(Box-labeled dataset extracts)
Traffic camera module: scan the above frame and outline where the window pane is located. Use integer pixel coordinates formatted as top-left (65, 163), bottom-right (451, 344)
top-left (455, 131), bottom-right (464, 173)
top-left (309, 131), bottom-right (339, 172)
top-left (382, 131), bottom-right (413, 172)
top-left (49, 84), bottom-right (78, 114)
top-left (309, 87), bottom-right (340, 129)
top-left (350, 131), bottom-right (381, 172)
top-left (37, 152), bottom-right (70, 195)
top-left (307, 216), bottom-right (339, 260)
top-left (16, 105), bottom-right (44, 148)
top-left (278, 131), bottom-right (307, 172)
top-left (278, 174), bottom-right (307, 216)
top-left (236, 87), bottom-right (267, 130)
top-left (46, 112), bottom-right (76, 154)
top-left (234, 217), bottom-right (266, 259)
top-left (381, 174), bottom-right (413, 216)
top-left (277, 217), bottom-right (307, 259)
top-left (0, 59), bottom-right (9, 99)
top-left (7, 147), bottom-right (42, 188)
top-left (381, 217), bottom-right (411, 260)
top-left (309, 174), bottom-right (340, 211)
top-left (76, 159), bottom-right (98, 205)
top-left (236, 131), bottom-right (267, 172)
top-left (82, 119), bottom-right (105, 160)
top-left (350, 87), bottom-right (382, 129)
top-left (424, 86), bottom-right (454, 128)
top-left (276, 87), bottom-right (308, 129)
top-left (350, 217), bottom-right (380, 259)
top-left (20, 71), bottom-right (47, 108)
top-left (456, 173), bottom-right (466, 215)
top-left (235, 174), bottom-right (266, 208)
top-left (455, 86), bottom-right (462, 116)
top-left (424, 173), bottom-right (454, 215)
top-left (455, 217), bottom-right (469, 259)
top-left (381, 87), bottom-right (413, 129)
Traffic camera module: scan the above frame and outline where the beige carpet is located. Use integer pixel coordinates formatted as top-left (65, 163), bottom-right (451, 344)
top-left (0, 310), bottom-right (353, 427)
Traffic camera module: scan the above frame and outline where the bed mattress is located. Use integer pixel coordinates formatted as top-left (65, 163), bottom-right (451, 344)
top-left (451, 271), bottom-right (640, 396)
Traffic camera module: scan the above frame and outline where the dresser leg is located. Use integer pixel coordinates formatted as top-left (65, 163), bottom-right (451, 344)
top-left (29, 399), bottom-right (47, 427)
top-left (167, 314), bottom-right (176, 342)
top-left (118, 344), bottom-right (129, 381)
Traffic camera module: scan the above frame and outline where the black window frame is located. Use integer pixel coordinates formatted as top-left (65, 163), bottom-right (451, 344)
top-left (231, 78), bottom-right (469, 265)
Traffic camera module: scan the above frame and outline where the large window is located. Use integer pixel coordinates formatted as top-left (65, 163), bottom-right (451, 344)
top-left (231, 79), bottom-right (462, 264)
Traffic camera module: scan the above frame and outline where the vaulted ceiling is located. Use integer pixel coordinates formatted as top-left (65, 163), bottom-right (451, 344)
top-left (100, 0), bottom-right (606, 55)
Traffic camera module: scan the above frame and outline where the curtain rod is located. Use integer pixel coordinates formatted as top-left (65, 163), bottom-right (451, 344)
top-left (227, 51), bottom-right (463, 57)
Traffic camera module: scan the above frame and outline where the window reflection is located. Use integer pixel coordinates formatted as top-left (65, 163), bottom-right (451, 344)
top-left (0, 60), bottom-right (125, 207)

_STATED EXERCISE_
Recast the data as a Markdown table with the columns Row and Line, covering everything from the line containing "where the beige" down to the line containing "top-left (0, 310), bottom-right (353, 427)", both included, and leave out blank lines.

_WRITTEN RESPONSE_
| Row | Line |
|---|---|
| 1 | Traffic camera module: scan the above frame and outline where the beige carpet is located. Use integer pixel coordinates formatted as top-left (65, 163), bottom-right (451, 344) |
| 2 | top-left (0, 310), bottom-right (353, 427) |